**** SELECTED EXCERPT ****

You are viewing a plain text version of this content. The canonical link for it is here.
Posted to user@commons.apache.org by Daryl Stultz <da...@opentempo.com> on 2019/06/13 20:01:12 UTC

Quoted content

Hello,


I'm trying to replace an old CSV library with commons-csv. I seem to be having trouble with the most basic idea of the parser recognizing content that is quoted.


I'm using Commons CSV 1.7 and Open CSV 4.6.

**** EXTRACTED ENTRIES ****

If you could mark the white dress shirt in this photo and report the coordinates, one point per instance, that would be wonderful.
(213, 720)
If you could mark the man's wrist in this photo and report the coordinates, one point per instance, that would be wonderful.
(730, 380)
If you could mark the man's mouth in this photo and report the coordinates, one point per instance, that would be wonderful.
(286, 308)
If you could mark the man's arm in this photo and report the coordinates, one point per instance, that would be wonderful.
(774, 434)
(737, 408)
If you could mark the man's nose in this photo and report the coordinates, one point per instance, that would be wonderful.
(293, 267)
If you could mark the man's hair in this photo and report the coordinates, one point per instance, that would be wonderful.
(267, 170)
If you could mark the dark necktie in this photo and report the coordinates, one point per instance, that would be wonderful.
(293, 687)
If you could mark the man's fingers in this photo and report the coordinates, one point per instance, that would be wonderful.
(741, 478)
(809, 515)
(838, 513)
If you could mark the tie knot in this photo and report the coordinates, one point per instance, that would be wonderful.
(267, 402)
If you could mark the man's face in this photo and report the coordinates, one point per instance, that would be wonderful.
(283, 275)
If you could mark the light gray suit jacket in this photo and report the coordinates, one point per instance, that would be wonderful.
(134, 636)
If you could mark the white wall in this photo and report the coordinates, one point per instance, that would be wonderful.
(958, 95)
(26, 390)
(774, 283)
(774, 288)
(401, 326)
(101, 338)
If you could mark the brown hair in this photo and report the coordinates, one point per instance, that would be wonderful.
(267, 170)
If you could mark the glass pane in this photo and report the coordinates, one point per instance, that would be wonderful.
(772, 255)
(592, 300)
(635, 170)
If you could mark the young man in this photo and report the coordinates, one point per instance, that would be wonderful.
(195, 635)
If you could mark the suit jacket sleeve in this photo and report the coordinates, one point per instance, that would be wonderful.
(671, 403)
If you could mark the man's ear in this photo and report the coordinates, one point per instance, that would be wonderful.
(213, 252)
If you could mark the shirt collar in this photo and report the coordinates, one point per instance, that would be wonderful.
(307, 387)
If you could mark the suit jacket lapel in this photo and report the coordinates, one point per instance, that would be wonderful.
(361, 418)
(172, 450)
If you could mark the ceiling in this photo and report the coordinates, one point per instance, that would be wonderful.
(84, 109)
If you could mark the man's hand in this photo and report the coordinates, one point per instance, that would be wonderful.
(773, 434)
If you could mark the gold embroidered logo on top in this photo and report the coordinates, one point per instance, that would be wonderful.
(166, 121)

****

*SET OF TASKS*.
a) In the Commons CSV post, which version of Commons CSV is being used?
b) Continue the Commons CSV post from where it stops.

*RESULTS FOR THE EXERCISE*.
a) Commons CSV 1.7.

b)
Here is a code snippet with OpenCSV and Commons CSV:


import com.opencsv.CSVReader;

import org.apache.commons.csv.CSVFormat;

import org.apache.commons.csv.CSVParser;

System.out.println("OpenCSV");
CSVReader reader = new CSVReader(new StringReader("1, 2, \"A, B\", 4"));
reader.iterator().forEachRemaining((sa) -> {
  Arrays.stream(sa).forEach((s) -> System.out.println(s.trim()));
});

System.out.println("Commons CSV");
CSVParser parser = CSVFormat.DEFAULT.withTrim().parse(new StringReader("1, 2, \"A, B\", 4"));
parser.iterator().next().iterator().forEachRemaining(System.out::println);

The output is:


OpenCSV

1

2

A, B

4

Commons CSV

1

2

"A

B"

4


My expectation is that OpenCSV and Commons CSV would yield the same results (which would also agree with the library I'm yanking out).


I've tried fiddling with settings and with different CSVFormat instances with no change in behavior.


Any help appreciated.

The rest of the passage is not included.